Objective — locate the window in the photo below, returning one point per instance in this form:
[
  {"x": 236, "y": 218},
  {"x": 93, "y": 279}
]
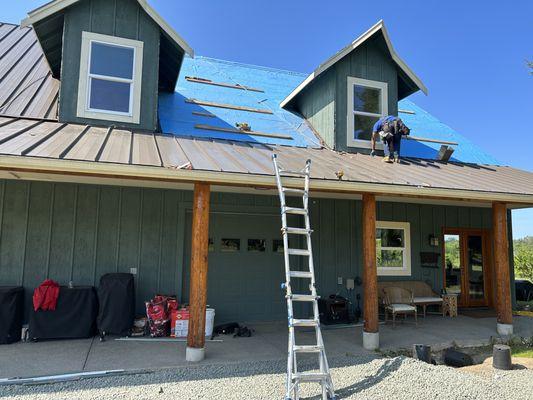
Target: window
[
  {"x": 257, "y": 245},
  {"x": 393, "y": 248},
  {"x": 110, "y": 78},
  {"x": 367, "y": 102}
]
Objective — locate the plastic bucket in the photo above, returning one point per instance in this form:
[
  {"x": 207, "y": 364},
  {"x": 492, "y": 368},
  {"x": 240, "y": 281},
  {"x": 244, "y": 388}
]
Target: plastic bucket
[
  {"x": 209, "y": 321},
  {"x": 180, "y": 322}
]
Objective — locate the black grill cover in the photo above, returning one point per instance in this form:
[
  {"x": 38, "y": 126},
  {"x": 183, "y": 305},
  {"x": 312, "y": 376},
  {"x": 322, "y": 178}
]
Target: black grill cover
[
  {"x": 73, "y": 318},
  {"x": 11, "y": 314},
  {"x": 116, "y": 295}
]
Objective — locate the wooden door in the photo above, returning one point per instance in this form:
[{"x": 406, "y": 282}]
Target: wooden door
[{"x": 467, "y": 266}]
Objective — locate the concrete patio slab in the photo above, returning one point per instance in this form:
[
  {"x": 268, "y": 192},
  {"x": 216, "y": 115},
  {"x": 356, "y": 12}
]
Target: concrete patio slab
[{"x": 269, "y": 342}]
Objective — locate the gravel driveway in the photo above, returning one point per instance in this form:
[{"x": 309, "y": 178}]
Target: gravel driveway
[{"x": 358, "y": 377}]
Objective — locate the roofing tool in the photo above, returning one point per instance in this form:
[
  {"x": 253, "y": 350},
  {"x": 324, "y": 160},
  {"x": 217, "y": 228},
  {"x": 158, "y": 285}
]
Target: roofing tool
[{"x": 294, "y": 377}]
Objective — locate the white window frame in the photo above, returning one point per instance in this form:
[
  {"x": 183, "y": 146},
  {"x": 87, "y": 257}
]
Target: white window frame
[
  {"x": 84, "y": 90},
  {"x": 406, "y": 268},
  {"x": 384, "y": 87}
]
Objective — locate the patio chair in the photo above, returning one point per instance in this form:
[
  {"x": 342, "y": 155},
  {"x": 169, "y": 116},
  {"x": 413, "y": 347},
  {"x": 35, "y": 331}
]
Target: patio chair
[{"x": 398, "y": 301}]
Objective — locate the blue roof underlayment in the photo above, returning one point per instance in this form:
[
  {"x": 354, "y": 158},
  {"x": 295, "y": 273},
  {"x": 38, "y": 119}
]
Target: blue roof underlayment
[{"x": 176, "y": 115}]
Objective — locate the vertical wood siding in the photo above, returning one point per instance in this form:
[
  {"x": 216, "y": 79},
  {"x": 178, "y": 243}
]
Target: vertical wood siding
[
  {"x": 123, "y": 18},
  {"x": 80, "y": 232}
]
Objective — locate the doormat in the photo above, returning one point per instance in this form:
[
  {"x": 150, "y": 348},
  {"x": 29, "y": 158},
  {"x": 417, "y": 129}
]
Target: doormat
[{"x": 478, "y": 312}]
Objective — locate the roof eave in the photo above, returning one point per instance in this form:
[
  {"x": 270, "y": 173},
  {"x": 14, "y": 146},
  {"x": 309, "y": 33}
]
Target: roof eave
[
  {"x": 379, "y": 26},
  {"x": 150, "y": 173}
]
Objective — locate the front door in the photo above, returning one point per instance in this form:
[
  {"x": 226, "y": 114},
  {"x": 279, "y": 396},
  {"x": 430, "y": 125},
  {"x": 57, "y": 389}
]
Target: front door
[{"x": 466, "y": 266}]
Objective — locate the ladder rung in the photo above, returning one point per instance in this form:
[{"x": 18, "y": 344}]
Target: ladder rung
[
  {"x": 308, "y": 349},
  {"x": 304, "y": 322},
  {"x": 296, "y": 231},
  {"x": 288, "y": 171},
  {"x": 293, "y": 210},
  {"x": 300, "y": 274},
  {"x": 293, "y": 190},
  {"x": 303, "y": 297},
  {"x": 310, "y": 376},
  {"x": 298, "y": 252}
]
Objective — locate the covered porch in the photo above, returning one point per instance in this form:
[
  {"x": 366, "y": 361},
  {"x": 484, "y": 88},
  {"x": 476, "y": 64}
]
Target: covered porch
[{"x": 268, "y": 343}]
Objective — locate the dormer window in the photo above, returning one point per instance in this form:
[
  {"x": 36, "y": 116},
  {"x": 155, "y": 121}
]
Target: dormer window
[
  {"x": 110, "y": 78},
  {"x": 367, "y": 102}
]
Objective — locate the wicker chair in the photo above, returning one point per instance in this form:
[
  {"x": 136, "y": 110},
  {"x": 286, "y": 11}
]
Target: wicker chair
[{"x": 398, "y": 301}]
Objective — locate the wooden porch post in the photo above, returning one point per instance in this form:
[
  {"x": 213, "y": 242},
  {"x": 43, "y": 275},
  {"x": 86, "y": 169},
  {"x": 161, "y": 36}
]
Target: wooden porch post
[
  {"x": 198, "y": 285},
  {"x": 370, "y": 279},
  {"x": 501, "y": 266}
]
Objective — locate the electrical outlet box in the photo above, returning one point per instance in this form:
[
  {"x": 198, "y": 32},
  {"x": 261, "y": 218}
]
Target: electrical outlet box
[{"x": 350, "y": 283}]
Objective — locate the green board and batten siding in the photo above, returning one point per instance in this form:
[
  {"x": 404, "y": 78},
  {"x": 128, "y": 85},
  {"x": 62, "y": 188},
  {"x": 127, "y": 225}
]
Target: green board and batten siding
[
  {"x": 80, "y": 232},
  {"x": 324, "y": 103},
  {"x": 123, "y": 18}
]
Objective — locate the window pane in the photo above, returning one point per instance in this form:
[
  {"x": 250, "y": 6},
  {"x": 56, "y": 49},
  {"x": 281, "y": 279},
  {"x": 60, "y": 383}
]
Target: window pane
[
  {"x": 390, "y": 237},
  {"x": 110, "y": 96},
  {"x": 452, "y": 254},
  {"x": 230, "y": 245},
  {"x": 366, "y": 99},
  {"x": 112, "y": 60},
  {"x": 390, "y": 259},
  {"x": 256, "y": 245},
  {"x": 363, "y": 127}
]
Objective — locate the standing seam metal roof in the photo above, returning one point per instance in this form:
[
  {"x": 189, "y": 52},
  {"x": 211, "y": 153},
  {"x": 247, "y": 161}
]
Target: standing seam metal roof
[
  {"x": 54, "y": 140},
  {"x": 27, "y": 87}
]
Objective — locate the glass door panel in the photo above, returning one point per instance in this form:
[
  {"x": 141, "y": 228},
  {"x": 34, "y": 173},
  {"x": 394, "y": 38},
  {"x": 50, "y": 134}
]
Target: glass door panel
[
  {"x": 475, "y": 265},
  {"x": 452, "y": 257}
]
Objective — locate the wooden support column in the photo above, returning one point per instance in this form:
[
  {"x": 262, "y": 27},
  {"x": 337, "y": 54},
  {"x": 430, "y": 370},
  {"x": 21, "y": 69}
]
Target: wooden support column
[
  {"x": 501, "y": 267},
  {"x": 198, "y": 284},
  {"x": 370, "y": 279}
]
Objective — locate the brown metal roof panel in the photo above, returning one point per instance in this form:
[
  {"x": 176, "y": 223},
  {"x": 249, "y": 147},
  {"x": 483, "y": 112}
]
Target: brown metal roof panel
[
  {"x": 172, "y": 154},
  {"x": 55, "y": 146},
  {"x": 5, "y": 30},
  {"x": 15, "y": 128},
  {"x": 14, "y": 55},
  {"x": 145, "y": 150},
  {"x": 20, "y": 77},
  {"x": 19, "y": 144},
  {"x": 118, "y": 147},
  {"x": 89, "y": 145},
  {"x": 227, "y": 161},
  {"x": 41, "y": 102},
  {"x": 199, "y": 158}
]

-- -- --

TASK -
Quote every record above exactly, omitting any pictures they contain.

WRITTEN RESPONSE -
Objective — locate the window in the photo below, returning one point per instance in this form:
[
  {"x": 236, "y": 218},
  {"x": 93, "y": 279}
]
Target: window
[
  {"x": 257, "y": 245},
  {"x": 393, "y": 248},
  {"x": 110, "y": 78},
  {"x": 367, "y": 102}
]
Objective — locate the plastic bucket in the photo above, returning one point per instance in this form:
[
  {"x": 207, "y": 364},
  {"x": 492, "y": 368},
  {"x": 240, "y": 281},
  {"x": 244, "y": 388}
]
Target: plastic bucket
[
  {"x": 209, "y": 321},
  {"x": 180, "y": 322}
]
Objective — locate the black grill cover in the photo above, returning one point per instance in this form:
[
  {"x": 38, "y": 126},
  {"x": 183, "y": 305},
  {"x": 312, "y": 376},
  {"x": 322, "y": 178}
]
Target: black grill cover
[
  {"x": 73, "y": 318},
  {"x": 11, "y": 314},
  {"x": 116, "y": 295}
]
Objective — locate the wooden door in the photo above, returning one point per instance in this form:
[{"x": 406, "y": 282}]
Target: wooden door
[{"x": 467, "y": 266}]
Objective — locate the concrete patio slab in the photo above, returning one point per instance in this form:
[
  {"x": 268, "y": 192},
  {"x": 216, "y": 115},
  {"x": 356, "y": 12}
]
Target: concrete patio slab
[{"x": 269, "y": 342}]
Objective — locate the gravel driveway in the photo above, returning one point per instance in this form:
[{"x": 309, "y": 178}]
Target: gravel driveway
[{"x": 358, "y": 377}]
Objective — locate the roofing tool in the photo above, returning one point per instance in this form:
[
  {"x": 253, "y": 350},
  {"x": 324, "y": 160},
  {"x": 217, "y": 228},
  {"x": 158, "y": 285}
]
Target: roofing tool
[{"x": 294, "y": 377}]
Objective — locate the white window frame in the photo above, returning one point per instance in this form:
[
  {"x": 183, "y": 146},
  {"x": 87, "y": 257}
]
Target: white window frame
[
  {"x": 84, "y": 90},
  {"x": 406, "y": 268},
  {"x": 384, "y": 87}
]
Objective — locate the patio chair in the photo above, returning one point per instance in this form:
[
  {"x": 342, "y": 155},
  {"x": 169, "y": 116},
  {"x": 413, "y": 347},
  {"x": 35, "y": 331}
]
Target: patio chair
[{"x": 398, "y": 301}]
Objective — locate the blue roof underlayment in the photo above, returning one point per instance in this form:
[
  {"x": 354, "y": 158},
  {"x": 295, "y": 273},
  {"x": 38, "y": 119}
]
Target: blue roof underlayment
[{"x": 176, "y": 115}]
Objective — locate the vertical wood siding in the photo above, returning one point per instance in this form:
[
  {"x": 216, "y": 79},
  {"x": 178, "y": 243}
]
Target: vertical wood siding
[
  {"x": 123, "y": 18},
  {"x": 80, "y": 232}
]
Objective — locate the doormat in the photo above, returning one point per instance in this form:
[
  {"x": 150, "y": 348},
  {"x": 29, "y": 158},
  {"x": 417, "y": 129}
]
Target: doormat
[{"x": 478, "y": 312}]
Objective — locate the roof eave in the photo above, returning one point per instance in this form:
[
  {"x": 270, "y": 173},
  {"x": 14, "y": 146},
  {"x": 309, "y": 33}
]
Target: roof eave
[
  {"x": 379, "y": 26},
  {"x": 150, "y": 173}
]
Objective — locate the front door in the photo above, returning one point per instance in this form:
[
  {"x": 226, "y": 114},
  {"x": 279, "y": 396},
  {"x": 430, "y": 125},
  {"x": 57, "y": 389}
]
Target: front door
[{"x": 466, "y": 266}]
Objective — locate the ladder rung in the photo above, returning one point per instance in this form:
[{"x": 18, "y": 344}]
Target: ladder rung
[
  {"x": 308, "y": 349},
  {"x": 304, "y": 322},
  {"x": 296, "y": 231},
  {"x": 288, "y": 171},
  {"x": 293, "y": 210},
  {"x": 300, "y": 274},
  {"x": 293, "y": 190},
  {"x": 303, "y": 297},
  {"x": 310, "y": 376},
  {"x": 298, "y": 252}
]
Objective — locate the covered porch in the photo above, returning one point per instance in this form:
[
  {"x": 366, "y": 361},
  {"x": 484, "y": 88},
  {"x": 476, "y": 64}
]
Target: covered porch
[{"x": 268, "y": 343}]
Objective — locate the dormer window in the photo above, returning one point per instance in this form:
[
  {"x": 36, "y": 116},
  {"x": 155, "y": 121}
]
Target: dormer window
[
  {"x": 110, "y": 78},
  {"x": 367, "y": 102}
]
Objective — locate the wicker chair in the photo above, returning one point per instance in this form:
[
  {"x": 136, "y": 110},
  {"x": 286, "y": 11}
]
Target: wicker chair
[{"x": 398, "y": 301}]
Objective — locate the wooden porch post in the photo above, returning one point per instance in this form:
[
  {"x": 213, "y": 242},
  {"x": 43, "y": 275},
  {"x": 86, "y": 169},
  {"x": 161, "y": 36}
]
Target: wooden porch post
[
  {"x": 198, "y": 285},
  {"x": 370, "y": 279},
  {"x": 501, "y": 266}
]
Objective — locate the electrical outlet box in the photo above, returning one point per instance in this form:
[
  {"x": 198, "y": 32},
  {"x": 261, "y": 218}
]
Target: electrical outlet box
[{"x": 350, "y": 283}]
Objective — locate the green board and batten siding in the photo above, returning one point per instance in this form:
[
  {"x": 404, "y": 78},
  {"x": 128, "y": 85},
  {"x": 62, "y": 188},
  {"x": 127, "y": 225}
]
Target: green board and batten siding
[
  {"x": 80, "y": 232},
  {"x": 324, "y": 103},
  {"x": 123, "y": 18}
]
Objective — locate the window pane in the photo above, returning one point per instance in this form:
[
  {"x": 250, "y": 6},
  {"x": 56, "y": 49},
  {"x": 281, "y": 279},
  {"x": 60, "y": 383}
]
Target: window pane
[
  {"x": 390, "y": 237},
  {"x": 110, "y": 96},
  {"x": 452, "y": 254},
  {"x": 230, "y": 245},
  {"x": 366, "y": 99},
  {"x": 112, "y": 60},
  {"x": 390, "y": 259},
  {"x": 256, "y": 245},
  {"x": 363, "y": 127}
]
Objective — locate the standing seam metal roof in the photo above, returning one point per instance in this form:
[
  {"x": 189, "y": 52},
  {"x": 211, "y": 153},
  {"x": 247, "y": 161}
]
Target: standing seam metal roof
[
  {"x": 54, "y": 140},
  {"x": 27, "y": 87}
]
Objective — locate the glass door panel in the photo above, returning one point per instance in this form:
[
  {"x": 141, "y": 228},
  {"x": 34, "y": 173},
  {"x": 394, "y": 38},
  {"x": 50, "y": 134}
]
Target: glass door panel
[
  {"x": 475, "y": 265},
  {"x": 452, "y": 257}
]
Objective — locate the wooden support column in the photo above, returning one point per instance in this form:
[
  {"x": 262, "y": 27},
  {"x": 337, "y": 54},
  {"x": 430, "y": 370},
  {"x": 21, "y": 69}
]
Target: wooden support column
[
  {"x": 501, "y": 267},
  {"x": 198, "y": 284},
  {"x": 370, "y": 279}
]
Objective — locate the brown metal roof panel in the photo above, returning one point per instance in this form:
[
  {"x": 176, "y": 223},
  {"x": 249, "y": 147},
  {"x": 483, "y": 112}
]
Target: brown metal roof panel
[
  {"x": 172, "y": 154},
  {"x": 55, "y": 146},
  {"x": 5, "y": 30},
  {"x": 15, "y": 128},
  {"x": 14, "y": 55},
  {"x": 145, "y": 150},
  {"x": 20, "y": 77},
  {"x": 19, "y": 144},
  {"x": 118, "y": 147},
  {"x": 89, "y": 145},
  {"x": 227, "y": 161},
  {"x": 41, "y": 102},
  {"x": 199, "y": 158}
]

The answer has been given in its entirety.